▶ _Lesetext_
----------------------------------------
Wechselbezüglichkeit Ersatzerbe + TV

  • Eheleute setzten sich im gemeinsamen notariellen Testament gegenseitig zu Alleinerben ein. Schlusserben sind die beiden namentlich genannten Töchter A und B. Als letzten Punkt enthält das Testament eine Pflichtteilstrafklausel.

    Nach dem Tod des Ehemannes errichtet die Ehefrau ein weiteres notarielles Testament. In diesem widerruft sie alle früheren Verfügungen von Todes wegen. Zu ihren Erben setzt sie ihre Töchter A und B ein. Bis hierher kein Widerspruch zu dem gemeinsamen Testament der Eheleute.
    Als Ersatzerben für A beruft sie deren Ehemann. Als Ersatzerben für B beruft sie deren Kinder C und D. Schließlich ordnet sie Testamentsvollstreckung an, die mit Vollendung des 33. Lebensjahres ihrer Enkel enden soll.
    Tochter B ist nach dem Tod des Ehemannes und vor dem Tod der Ehefrau verstorben. Bezüglich B wäre nach dem Tod der Ehefrau also der Ersatzerbfall eingetreten.
----------------------------------------
▶ _Arbeitsauftrag 1_
Fasse den Lesetext in drei Sätzen zusammen.

[Annotationsdatensätze]
----------------------------------------
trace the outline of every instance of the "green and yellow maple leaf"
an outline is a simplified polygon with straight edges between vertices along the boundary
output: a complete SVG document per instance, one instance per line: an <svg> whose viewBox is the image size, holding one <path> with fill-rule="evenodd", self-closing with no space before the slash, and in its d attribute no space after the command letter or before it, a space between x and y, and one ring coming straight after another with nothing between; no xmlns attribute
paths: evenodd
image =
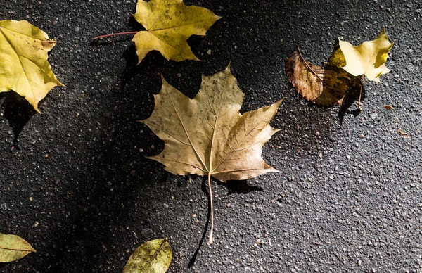
<svg viewBox="0 0 422 273"><path fill-rule="evenodd" d="M371 81L379 82L381 75L390 72L385 62L393 44L388 42L385 29L375 40L364 42L359 46L339 39L340 49L333 53L328 63L341 66L354 76L365 75Z"/></svg>
<svg viewBox="0 0 422 273"><path fill-rule="evenodd" d="M0 92L13 90L39 112L38 103L50 90L64 86L47 61L55 45L27 21L0 21Z"/></svg>
<svg viewBox="0 0 422 273"><path fill-rule="evenodd" d="M196 60L186 40L191 35L205 35L220 18L211 11L186 6L182 0L139 0L134 18L146 31L135 34L139 63L153 50L159 51L167 60Z"/></svg>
----------------------------------------
▶ _Arbeitsauftrag 2_
Benenne in den Datenzeilen vom Anfang bis einschließlich der Zeile mit „81L379 82L381 75L390“ das Wort „instance“ in „occurrence“ um und gib nur diese Zeilen sonst unverändert wieder. Die Bilder gehören nicht in die Antwort.

▶ _Lösung 1_
Eheleute setzten sich in einem gemeinsamen notariellen Testament gegenseitig zu Alleinerben ein, bestimmten ihre Töchter A und B zu Schlusserben und nahmen eine Pflichtteilstrafklausel auf. Nach dem Tod des Ehemannes widerrief die Ehefrau in einem neuen notariellen Testament alle früheren Verfügungen und setzte A und B zu Erben ein. Sie berief den Ehemann von A sowie die Kinder C und D von B zu Ersatzerben und ordnete eine Testamentsvollstreckung bis zum vollendeten 33. Lebensjahr der Enkel an; B starb vor der Ehefrau.

▶ _Lösung 2_
trace the outline of every occurrence of the "green and yellow maple leaf"
an outline is a simplified polygon with straight edges between vertices along the boundary
output: a complete SVG document per occurrence, one occurrence per line: an <svg> whose viewBox is the image size, holding one <path> with fill-rule="evenodd", self-closing with no space before the slash, and in its d attribute no space after the command letter or before it, a space between x and y, and one ring coming straight after another with nothing between; no xmlns attribute
paths: evenodd
image =
<svg viewBox="0 0 422 273"><path fill-rule="evenodd" d="M371 81L379 82L381 75L390 72L385 62L393 44L388 42L385 29L375 40L364 42L359 46L339 39L340 49L333 53L328 63L341 66L354 76L365 75Z"/></svg>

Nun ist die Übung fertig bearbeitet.